**READING PASSAGE:**
Drugmaker Novo Nordisk will pay $58.65 million to the federal government and state Medicaid programs to resolve allegations it misled doctors about risks associated with Type 2 diabetes drug Victoza.

The allegations are the focus of a civil complaint filed by the U.S. Department of Justice (DOJ) and seven whistleblower lawsuits.

The settlements include a payment of $46.5 million for violations of the False Claims Act between 2010 and 2014 and $12.5 million for violations of the federal Food, Drug and Cosmetic Act from 2010 to 2012. Out of those settlements, $3.32 million will go to state Medicaid programs.

“Novo Nordisk’s actions unnecessarily put vulnerable patients at risk,” said U.S. Attorney Channing D. Phillips for the District of Columbia.

The company issued a statement from Doug Langa, executive vice president, head of North America operations and president of Norvo Nordisk Inc.: “We take our responsibility to communicate the safety and clinical benefits of our medicines seriously, and remain committed to properly addressing safety questions healthcare professionals ask every day… Our focus will always be to ensure that those caring for patients have the data they need to make the most informed treatment decision. While we do not agree with the U.S. government’s legal conclusions and deny any wrongdoing, we’re pleased to have negotiated a resolution that allows the company to return its full attention to developing medicines that help improve the lives of patients.”

**SET OF TASKS:**
a – Copy the Victoza settlement article word for word, everything from "The allegations are" down to "state Medicaid programs.".
b – Take the Victoza settlement article further, writing on from the point where it stops.

[Natural-language object grounding data]
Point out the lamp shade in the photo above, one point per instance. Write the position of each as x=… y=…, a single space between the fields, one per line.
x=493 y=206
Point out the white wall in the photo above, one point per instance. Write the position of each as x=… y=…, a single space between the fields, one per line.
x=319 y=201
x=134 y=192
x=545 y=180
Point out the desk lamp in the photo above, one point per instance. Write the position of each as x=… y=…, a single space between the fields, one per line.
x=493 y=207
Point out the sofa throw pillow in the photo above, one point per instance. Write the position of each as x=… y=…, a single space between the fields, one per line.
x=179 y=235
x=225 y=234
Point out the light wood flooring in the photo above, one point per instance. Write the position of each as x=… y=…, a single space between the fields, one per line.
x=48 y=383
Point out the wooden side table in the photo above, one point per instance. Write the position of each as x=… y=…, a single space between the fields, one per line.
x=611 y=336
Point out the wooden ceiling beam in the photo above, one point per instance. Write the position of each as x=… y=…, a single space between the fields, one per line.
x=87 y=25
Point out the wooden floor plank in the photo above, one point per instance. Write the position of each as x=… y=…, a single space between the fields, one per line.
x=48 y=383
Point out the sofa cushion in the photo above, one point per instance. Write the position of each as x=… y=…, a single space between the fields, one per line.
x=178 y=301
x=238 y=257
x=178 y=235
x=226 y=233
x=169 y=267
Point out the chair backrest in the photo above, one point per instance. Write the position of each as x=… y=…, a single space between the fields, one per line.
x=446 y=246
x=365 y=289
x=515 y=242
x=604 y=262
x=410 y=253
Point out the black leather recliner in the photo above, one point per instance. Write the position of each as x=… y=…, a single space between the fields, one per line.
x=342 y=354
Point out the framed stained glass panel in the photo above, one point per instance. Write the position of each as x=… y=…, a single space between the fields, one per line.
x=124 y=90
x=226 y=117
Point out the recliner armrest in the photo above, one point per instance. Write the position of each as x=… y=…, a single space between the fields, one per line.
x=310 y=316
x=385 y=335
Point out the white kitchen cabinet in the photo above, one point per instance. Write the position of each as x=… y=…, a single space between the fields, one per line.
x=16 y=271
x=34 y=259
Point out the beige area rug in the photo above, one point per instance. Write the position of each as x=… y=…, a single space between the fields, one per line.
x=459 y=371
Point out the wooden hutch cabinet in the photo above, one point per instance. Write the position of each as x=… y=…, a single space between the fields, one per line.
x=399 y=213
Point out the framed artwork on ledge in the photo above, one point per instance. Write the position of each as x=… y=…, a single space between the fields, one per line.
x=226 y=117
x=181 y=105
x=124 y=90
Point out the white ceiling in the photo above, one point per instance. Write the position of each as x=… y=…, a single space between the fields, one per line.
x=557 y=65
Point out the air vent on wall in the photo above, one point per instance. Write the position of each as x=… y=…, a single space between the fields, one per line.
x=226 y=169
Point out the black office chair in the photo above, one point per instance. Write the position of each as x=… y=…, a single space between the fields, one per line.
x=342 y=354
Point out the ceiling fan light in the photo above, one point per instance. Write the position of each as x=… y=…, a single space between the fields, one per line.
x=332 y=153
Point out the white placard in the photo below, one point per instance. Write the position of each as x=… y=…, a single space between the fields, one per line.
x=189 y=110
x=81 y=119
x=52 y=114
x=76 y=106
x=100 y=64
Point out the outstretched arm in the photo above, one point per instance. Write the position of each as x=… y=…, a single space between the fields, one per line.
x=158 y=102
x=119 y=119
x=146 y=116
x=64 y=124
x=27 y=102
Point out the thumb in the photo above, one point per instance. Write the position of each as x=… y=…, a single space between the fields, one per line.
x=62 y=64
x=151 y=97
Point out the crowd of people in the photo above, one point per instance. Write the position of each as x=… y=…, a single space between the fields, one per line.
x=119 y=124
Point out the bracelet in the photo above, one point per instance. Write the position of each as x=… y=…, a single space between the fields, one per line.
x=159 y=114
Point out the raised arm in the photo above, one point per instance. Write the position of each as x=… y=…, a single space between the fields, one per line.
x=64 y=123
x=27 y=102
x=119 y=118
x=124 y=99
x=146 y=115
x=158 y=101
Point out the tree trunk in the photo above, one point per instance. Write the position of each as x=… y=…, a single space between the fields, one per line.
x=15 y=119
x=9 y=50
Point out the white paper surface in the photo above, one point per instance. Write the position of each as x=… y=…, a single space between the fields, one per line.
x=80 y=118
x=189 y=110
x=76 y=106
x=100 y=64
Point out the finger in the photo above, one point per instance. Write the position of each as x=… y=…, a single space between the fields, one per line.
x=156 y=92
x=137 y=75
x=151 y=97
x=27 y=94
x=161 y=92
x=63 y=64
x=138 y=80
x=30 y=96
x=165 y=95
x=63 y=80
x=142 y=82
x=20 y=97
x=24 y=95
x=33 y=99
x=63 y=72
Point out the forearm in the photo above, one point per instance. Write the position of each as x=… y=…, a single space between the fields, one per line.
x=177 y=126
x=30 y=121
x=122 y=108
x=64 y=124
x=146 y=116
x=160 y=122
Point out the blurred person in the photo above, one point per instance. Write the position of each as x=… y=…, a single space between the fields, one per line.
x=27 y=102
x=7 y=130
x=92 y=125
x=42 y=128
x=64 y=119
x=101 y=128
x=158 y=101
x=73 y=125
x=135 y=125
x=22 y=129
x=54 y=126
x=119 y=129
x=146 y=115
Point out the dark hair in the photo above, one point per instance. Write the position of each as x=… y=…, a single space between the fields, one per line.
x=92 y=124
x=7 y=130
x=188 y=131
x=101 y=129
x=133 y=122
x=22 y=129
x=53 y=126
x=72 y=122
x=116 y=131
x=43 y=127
---
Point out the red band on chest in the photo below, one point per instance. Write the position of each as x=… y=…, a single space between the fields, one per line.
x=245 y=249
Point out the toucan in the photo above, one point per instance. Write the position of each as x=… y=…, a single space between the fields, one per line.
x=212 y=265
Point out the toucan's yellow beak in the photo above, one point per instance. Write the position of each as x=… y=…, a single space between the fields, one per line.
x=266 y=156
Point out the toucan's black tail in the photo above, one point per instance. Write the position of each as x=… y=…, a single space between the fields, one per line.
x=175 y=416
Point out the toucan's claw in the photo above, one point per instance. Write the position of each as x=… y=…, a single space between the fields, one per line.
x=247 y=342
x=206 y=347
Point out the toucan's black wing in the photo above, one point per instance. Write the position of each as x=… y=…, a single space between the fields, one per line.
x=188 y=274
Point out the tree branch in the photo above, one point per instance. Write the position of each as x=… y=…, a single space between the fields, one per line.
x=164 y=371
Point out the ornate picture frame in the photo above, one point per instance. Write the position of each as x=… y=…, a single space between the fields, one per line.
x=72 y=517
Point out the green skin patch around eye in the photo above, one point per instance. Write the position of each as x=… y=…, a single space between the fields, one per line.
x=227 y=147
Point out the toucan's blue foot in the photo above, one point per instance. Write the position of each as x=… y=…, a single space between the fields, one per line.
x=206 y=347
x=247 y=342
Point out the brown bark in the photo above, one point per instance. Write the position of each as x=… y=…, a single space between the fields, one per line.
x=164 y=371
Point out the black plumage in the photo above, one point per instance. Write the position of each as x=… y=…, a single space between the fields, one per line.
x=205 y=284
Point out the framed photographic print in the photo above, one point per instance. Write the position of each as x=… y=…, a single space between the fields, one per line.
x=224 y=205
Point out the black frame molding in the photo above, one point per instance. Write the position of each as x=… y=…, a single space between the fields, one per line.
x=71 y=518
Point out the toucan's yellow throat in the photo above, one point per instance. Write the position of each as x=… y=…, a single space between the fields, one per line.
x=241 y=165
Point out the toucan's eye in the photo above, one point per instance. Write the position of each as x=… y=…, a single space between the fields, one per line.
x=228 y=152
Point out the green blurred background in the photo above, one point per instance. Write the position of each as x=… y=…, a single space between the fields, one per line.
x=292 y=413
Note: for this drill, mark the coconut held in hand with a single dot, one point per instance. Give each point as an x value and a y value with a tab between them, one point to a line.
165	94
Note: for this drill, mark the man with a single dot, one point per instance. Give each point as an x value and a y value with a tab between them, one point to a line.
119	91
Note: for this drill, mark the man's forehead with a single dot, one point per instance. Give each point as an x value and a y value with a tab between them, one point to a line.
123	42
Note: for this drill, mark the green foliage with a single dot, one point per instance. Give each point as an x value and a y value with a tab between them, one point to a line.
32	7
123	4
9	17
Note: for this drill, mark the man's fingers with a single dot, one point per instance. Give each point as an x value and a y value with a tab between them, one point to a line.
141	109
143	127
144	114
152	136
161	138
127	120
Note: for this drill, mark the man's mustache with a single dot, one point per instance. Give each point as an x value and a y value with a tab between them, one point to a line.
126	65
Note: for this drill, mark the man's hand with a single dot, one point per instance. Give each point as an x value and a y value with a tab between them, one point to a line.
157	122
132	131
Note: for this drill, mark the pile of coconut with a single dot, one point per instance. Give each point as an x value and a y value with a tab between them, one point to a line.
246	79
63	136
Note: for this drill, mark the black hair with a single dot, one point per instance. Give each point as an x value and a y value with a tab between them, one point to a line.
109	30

**ANSWERS TO THE EXERCISES:**
a –
The allegations are the focus of a civil complaint filed by the U.S. Department of Justice (DOJ) and seven whistleblower lawsuits.

The settlements include a payment of $46.5 million for violations of the False Claims Act between 2010 and 2014 and $12.5 million for violations of the federal Food, Drug and Cosmetic Act from 2010 to 2012. Out of those settlements, $3.32 million will go to state Medicaid programs.

b –
The “resolution demonstrates the Department of Justice’s continued commitment to ensuring that drug manufacturers comply with the law,” said Acting Assistant Attorney General Chad A. Readler of the Justice Department’s Civil Division. “When a drug manufacturer fails to share accurate risk information with doctors and patients, it deprives physicians of information vital to medical decision-making.”

According to federal authorities, when the Food and Drug Administration approved Victoza for sale in 2010, it required Novo Nordisk to provide information to physicians about the potential risk of a rare form of cancer called medullary thyroid carcinoma (MTC). But the Department of Justice says company sales representatives gave information that created a false or misleading impression about the required risk message that led some doctors to be unaware of the potential risks.

After a 2011 survey showed that half of primary care doctors were unaware of the potential risk of MTC, the FDA required Novo Nordisk to company to change its procedures to increase awareness of the risk. But instead, federal authorities say, Novo Nordisk told sales representatives to provide statements to doctors that obscured information about the risk.

Victoza, which is marketed in nine countries, is one of the Danish pharmaceutical company’s most important drugs, accounting for 36 percent of sales growth in 2016, according to its 2016 annual report. The drug generated more than $323 million in sales last year.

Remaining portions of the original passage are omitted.